*CONSIGNE A*: D'après l'extrait sur l'ADIV, quelle fonction Frédéric Dovat occupe-t-il au sein de l'association ?

*EXTRAIT DU DOCUMENT*:
- - -
ADIV – Association des développeurs immobiliers vaudois

Robert Ischer – Frédéric Dovat

 

Au combat pour résoudre la problématique du logement

L’Association des développeurs immobiliers vaudois (ADIV) assure la défense, la valorisation, la promotion et la visibilité des métiers impliqués à chaque étape du développement immobilier. Forte d’une quarantaine de membres, elle vise à catalyser les projets et favoriser un environnement propice pour les développeurs immobiliers en rassemblant tous les intervenants, afin de faire entendre une voix unifiée. Rencontre avec Robert Ischer et Frédéric Dovat, respectivement Président et Secrétaire général de l’association. Interview.

Quelles sont les missions et le fonctionnement de l’ADIV ?
- - -
Entrées du jeu de données:
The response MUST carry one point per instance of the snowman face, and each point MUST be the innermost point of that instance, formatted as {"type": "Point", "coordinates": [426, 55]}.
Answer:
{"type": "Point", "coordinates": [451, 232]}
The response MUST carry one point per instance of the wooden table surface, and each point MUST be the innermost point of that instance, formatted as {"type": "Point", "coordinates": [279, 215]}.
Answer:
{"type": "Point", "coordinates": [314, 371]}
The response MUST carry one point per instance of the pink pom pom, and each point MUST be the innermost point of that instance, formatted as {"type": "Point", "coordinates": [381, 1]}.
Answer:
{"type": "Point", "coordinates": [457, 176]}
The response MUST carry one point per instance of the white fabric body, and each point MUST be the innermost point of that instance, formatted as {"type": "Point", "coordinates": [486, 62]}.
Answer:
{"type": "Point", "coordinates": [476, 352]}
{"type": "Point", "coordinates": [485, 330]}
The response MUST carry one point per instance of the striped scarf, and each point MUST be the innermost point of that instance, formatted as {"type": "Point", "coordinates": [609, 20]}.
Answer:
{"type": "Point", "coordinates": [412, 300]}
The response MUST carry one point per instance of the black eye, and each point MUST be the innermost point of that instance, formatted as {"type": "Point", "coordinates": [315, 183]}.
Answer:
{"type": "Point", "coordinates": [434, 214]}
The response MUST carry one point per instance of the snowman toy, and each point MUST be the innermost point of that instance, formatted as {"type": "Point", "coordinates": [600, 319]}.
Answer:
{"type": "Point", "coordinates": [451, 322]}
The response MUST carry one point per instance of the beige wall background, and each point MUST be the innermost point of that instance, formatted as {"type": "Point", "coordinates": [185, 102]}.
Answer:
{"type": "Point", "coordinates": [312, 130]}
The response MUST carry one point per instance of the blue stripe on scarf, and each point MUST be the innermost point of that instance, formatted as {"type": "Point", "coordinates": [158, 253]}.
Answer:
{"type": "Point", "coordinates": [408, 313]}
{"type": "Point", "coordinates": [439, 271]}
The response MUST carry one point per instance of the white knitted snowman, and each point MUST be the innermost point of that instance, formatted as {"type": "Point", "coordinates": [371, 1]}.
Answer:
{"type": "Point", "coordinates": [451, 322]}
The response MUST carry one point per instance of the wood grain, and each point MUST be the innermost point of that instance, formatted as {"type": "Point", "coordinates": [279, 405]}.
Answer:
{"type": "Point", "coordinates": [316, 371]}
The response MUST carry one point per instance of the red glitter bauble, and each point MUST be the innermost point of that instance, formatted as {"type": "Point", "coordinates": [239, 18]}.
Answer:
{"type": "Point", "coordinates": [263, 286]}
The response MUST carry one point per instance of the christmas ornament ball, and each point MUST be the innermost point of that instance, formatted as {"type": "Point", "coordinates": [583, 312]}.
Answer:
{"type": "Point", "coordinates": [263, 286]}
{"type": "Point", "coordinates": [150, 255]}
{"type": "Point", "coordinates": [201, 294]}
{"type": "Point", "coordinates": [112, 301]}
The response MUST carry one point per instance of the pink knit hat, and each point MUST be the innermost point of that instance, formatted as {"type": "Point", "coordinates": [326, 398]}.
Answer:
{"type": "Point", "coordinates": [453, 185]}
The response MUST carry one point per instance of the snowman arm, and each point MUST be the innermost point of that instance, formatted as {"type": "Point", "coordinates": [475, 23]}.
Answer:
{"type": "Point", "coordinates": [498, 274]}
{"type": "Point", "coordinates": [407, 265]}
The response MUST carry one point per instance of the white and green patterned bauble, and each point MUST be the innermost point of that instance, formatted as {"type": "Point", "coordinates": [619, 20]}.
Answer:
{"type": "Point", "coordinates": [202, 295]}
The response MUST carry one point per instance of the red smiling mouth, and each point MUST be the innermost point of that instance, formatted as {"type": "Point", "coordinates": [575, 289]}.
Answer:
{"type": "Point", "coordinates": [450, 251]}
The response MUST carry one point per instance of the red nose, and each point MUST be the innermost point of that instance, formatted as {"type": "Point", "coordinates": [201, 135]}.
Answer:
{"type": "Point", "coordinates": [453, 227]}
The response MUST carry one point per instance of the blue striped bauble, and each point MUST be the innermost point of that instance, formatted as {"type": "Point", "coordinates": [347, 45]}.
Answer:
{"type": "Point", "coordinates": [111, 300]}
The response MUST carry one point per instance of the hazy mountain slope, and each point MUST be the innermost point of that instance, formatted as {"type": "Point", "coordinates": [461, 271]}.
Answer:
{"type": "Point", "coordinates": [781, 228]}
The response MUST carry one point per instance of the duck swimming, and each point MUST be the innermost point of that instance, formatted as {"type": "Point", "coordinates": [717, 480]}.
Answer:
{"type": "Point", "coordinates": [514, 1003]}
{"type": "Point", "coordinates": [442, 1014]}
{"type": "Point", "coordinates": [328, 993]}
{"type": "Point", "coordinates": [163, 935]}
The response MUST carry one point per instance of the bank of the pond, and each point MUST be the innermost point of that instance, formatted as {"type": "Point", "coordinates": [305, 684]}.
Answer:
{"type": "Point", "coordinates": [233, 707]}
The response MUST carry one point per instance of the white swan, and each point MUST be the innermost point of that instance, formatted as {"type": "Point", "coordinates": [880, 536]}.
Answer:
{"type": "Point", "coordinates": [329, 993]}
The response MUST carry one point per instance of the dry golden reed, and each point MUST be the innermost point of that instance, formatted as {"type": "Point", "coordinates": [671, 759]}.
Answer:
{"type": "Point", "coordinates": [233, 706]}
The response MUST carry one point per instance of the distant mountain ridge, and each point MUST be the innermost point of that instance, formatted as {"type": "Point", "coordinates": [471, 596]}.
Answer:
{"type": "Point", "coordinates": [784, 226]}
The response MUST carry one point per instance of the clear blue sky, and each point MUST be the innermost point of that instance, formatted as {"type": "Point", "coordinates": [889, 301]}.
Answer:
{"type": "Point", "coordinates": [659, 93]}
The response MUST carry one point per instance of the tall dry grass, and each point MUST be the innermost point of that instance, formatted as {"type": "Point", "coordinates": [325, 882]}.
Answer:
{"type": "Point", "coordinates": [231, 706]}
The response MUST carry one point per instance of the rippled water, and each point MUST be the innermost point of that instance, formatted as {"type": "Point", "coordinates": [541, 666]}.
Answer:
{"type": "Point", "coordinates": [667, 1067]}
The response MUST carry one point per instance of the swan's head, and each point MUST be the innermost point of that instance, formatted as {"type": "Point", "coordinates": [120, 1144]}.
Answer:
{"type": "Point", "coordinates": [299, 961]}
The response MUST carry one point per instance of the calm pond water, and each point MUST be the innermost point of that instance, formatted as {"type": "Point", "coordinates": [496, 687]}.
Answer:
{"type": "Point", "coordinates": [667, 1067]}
- - -
*CONSIGNE B*: Indiquez, s'il vous plaît, combien de lignes des enregistrements contiennent la chaîne "bauble". Donnez uniquement le nombre.

*RÉPONSE A*: Secrétaire général de l'association.

*RÉPONSE B*: 3